» **Exercise requirements**
The records below are to be returned word for word, with pictures left out.

======== Data in this exercise ========

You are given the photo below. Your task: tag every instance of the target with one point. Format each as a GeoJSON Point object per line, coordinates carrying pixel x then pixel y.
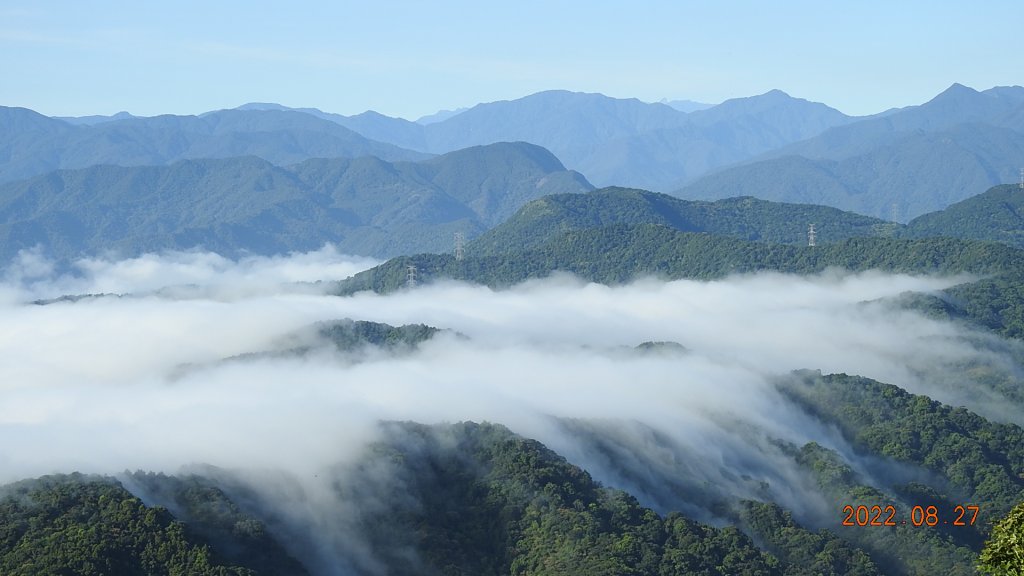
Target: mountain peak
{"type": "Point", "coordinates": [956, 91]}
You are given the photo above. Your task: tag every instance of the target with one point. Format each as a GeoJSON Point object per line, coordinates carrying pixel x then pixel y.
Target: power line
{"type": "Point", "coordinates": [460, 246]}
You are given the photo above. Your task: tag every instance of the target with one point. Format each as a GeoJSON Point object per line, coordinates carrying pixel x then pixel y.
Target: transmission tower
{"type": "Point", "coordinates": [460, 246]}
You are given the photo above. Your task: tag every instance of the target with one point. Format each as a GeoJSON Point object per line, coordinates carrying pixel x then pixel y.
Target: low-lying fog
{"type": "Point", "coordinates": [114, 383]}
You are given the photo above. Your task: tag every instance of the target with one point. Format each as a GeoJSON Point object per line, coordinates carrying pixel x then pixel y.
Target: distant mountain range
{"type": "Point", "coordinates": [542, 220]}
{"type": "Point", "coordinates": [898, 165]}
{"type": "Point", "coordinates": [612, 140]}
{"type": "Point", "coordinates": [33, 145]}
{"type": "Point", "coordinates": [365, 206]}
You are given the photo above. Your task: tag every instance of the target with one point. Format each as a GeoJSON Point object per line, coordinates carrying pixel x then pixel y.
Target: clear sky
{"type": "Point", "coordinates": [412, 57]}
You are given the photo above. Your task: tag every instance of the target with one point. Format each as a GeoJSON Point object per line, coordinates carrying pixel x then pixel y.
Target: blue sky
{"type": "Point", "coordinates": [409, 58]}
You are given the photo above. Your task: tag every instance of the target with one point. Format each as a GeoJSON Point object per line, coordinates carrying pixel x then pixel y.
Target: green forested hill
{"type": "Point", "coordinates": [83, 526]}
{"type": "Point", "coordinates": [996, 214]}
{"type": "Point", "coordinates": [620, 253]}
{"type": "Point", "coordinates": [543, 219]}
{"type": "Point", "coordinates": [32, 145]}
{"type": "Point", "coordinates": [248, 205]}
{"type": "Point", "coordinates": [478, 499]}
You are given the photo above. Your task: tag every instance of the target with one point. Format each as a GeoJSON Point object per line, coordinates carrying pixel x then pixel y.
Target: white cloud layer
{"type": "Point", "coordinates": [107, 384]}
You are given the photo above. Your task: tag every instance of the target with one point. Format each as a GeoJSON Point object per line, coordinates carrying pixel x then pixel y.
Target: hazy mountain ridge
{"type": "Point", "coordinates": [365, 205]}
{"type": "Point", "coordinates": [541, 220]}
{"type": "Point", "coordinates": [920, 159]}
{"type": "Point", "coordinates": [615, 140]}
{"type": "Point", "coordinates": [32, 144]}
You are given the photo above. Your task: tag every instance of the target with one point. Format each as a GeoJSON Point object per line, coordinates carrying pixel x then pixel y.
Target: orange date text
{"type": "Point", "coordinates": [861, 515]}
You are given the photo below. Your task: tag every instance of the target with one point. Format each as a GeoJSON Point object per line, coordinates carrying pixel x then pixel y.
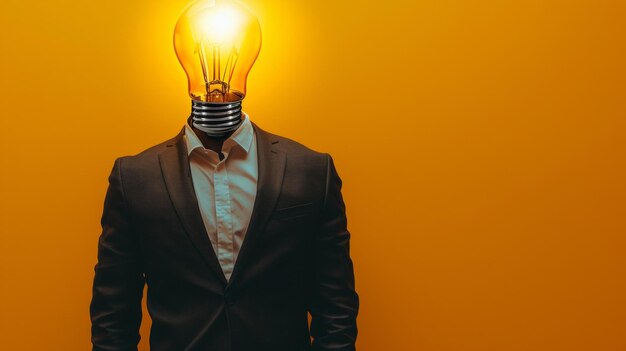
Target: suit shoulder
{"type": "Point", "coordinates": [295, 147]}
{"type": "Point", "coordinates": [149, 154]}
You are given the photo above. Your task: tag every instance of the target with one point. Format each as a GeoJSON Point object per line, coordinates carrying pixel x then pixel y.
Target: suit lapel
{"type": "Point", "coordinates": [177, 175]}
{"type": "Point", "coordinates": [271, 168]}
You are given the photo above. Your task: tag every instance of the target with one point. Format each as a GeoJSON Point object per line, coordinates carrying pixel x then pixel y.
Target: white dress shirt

========

» **Task output**
You are given the photo below. Your task: tag every instance of the target with one point. Format each as a GeoJSON Point object per line, coordinates carrying pixel x then pixel y.
Target: mountain peak
{"type": "Point", "coordinates": [956, 91]}
You are given the photo above. Your task: tag every instance of the target with one point. Format each as a GeoJSON Point object per line, coordinates carrying pixel x then pixel y.
Target: power line
{"type": "Point", "coordinates": [460, 246]}
You are given the photo above. Your task: tag every instance of the target with one point. Format each as a GeoJSON Point object per line, coordinates carrying pixel x then pixel y.
Target: transmission tower
{"type": "Point", "coordinates": [460, 246]}
You are given the photo above. Your task: tag every instance of the target with one point. Format each as a GeoJSON Point object per line, coordinates carrying pixel x then pixel y.
Target: low-lying fog
{"type": "Point", "coordinates": [114, 383]}
You are given the photo above. Your task: tag every instance of the target with one point. Format each as a GeoJSON Point object per line, coordinates carrying pixel x then pixel y.
Target: distant mountain range
{"type": "Point", "coordinates": [542, 220]}
{"type": "Point", "coordinates": [898, 165]}
{"type": "Point", "coordinates": [612, 140]}
{"type": "Point", "coordinates": [33, 145]}
{"type": "Point", "coordinates": [365, 206]}
You are given the photo above. Your task: tag every instance of the target with one point. Format each as a GeoJSON Point object per line, coordinates carrying pixel x then pixel y.
Target: clear sky
{"type": "Point", "coordinates": [412, 57]}
You are given the photo above. Your task: tag every instance of the target with one point. Format each as a GeoJSON Point object per line, coordinates carrying pixel x then pixel y.
Target: blue sky
{"type": "Point", "coordinates": [409, 58]}
You are given the photo above. Your task: tag every instance of the target with one point. Format each as a GeoJSON Point object per line, coordinates carrying pixel x then pixel y.
Target: green forested hill
{"type": "Point", "coordinates": [83, 526]}
{"type": "Point", "coordinates": [996, 214]}
{"type": "Point", "coordinates": [620, 253]}
{"type": "Point", "coordinates": [543, 219]}
{"type": "Point", "coordinates": [32, 145]}
{"type": "Point", "coordinates": [248, 205]}
{"type": "Point", "coordinates": [478, 499]}
You are given the photo above. Your task: tag every instance of the target with one point. Format each as a GeoJSON Point object per line, coordinates carrying pixel x then pixel y.
Target: white cloud layer
{"type": "Point", "coordinates": [107, 384]}
You are given the photo above. Your task: tag every instance of the target with one point. Format each as a GeoJSON Point object per line, coordinates carrying pixel x then pixel y.
Target: hazy mountain ridge
{"type": "Point", "coordinates": [365, 205]}
{"type": "Point", "coordinates": [541, 220]}
{"type": "Point", "coordinates": [920, 159]}
{"type": "Point", "coordinates": [615, 140]}
{"type": "Point", "coordinates": [32, 144]}
You are given the photo above. Your task: tag every instance of the target with one point. Format each as a GeoJSON Point object per line, coordinates carrying pixel x then pixel y.
Target: orange date text
{"type": "Point", "coordinates": [861, 515]}
You are given the photo below. Your task: tag every instance of the target with one point. Format each as a GeoJSON Point object per line, coordinates carrying pixel x then pixel y.
Target: suit shoulder
{"type": "Point", "coordinates": [295, 147]}
{"type": "Point", "coordinates": [149, 154]}
You are given the photo above. Your task: tag every instance of the target with one point. Format each as a GeoJSON Point object per line, coordinates carrying pixel x then pixel y.
Target: suit lapel
{"type": "Point", "coordinates": [177, 175]}
{"type": "Point", "coordinates": [271, 168]}
You are given the photo above. Your task: tag every instance of the target with one point. Format each as a GeoJSON Point object per line, coordinates carrying pixel x then pixel y.
Target: white dress shirt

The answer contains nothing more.